▶ _Quoted passage_:
※
# Amazon will now deliver to your car trunk!



## The Hooded Claw (Oct 12, 2009)

http://money.cnn.com/2018/04/24/technology/amazon-key-in-car-delivery-review/index.html

Only in certain cities, and you have to have a 2015 or newer car that is internet-connected. I can see this being useful for people who would otherwise see a package left on their porch!


----------



## Ann in Arlington (Oct 27, 2008)

From what I read it's only GM and Volvo cars . . . . but I guess it could expand. My new car is 'internet enabled' but it's a Kia.

Much less problematic than the 'deliver inside your house' deal -- lots less to be potentially compromised in a car. Except of course if you've put 'home' in your GPS and/or you have a garage door remote.


----------



## paladinx333 (Apr 25, 2018)

My only car is sitting in a storage lot in California. I am currently stranded (living) in Vermont. Amazon, please don't deliver any packages to my car's trunk!

lol

(Yes I read the article and no I don't care for the idea even if I owned a car that qualified.)


----------



## Ann in Arlington (Oct 27, 2008)

I can actually see it being a neat idea in some cases. The thing is, they talk about 'delivering to your trunk'. Sedans have trunks. SUVs don't. Even delivering to the hatch back gives the person access to the whole car, though presumably not to the starter.

That said . . I have zero worries about packages being delivered to my porch.


----------



## AmyD (Jun 13, 2018)

I don't care about delivery in car trunk and don't see much advantage. It may be useful if your house location is such that packages get stolen.


----------



## Atunah (Nov 20, 2008)

The day I have a car, new enough to be eligible for any of the new fandangled features, is the day we finally have flying cars. Here I thought I was doing great because I finally had a CD player in a car, and airbags.  

And if I ever could afford one of those shiny new things, the last thing I would do with it to give a stranger access to it.  

Packages on "porches" can be a challenge here. Lots of apartments. Most of the time they leave it at the leasing office, which means I have to hunt them down. But they do also leave them at the door. So far I been lucky, my neighbors not so much. But then thieves also take wheels of the cars in broad daylight around here and put them on bricks. Nothing is safe here.  Yet again a good thing my car is nothing fancy, nothing on or in it anyone wants.


----------
※
▶ _Data listing_:
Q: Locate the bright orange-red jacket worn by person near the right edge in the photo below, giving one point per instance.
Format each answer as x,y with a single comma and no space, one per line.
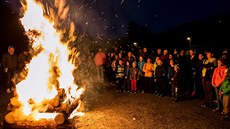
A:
218,76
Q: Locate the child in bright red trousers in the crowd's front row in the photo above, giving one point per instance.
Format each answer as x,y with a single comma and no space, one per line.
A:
134,77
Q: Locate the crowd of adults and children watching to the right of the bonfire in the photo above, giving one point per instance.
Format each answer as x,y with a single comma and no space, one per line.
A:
179,74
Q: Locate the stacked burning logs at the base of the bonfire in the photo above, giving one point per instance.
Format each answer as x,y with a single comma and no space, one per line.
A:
58,109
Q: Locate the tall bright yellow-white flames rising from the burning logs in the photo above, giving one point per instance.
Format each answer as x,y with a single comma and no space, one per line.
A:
50,68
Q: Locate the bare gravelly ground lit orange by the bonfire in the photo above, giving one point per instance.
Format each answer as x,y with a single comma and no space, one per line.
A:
106,109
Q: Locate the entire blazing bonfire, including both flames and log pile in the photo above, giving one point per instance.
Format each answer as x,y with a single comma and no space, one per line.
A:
48,93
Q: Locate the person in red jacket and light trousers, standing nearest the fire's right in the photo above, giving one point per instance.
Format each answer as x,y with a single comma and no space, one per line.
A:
100,60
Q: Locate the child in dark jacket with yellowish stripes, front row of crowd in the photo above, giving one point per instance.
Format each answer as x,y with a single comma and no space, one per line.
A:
120,75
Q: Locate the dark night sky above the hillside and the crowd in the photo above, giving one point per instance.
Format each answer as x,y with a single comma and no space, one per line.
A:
110,17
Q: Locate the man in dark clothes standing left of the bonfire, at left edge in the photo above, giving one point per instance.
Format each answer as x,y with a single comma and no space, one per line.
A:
9,64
※
▶ _What to do_:
A: Answer these questions using the Amazon trunk delivery thread, one answer per line, marked the same way:
(i) How old can a car be and still qualify for the service, according to the first post?
(ii) Which car makers does Ann in Arlington say the service is limited to?
(iii) According to Atunah, where are packages usually left most of the time?
B: List every distinct username that posts in the Amazon trunk delivery thread.

▶ _Responses in order_:
A:
(i) It must be a 2015 or newer car that is internet-connected.
(ii) GM and Volvo.
(iii) At the leasing office.

B:
The Hooded Claw
Ann in Arlington
paladinx333
AmyD
Atunah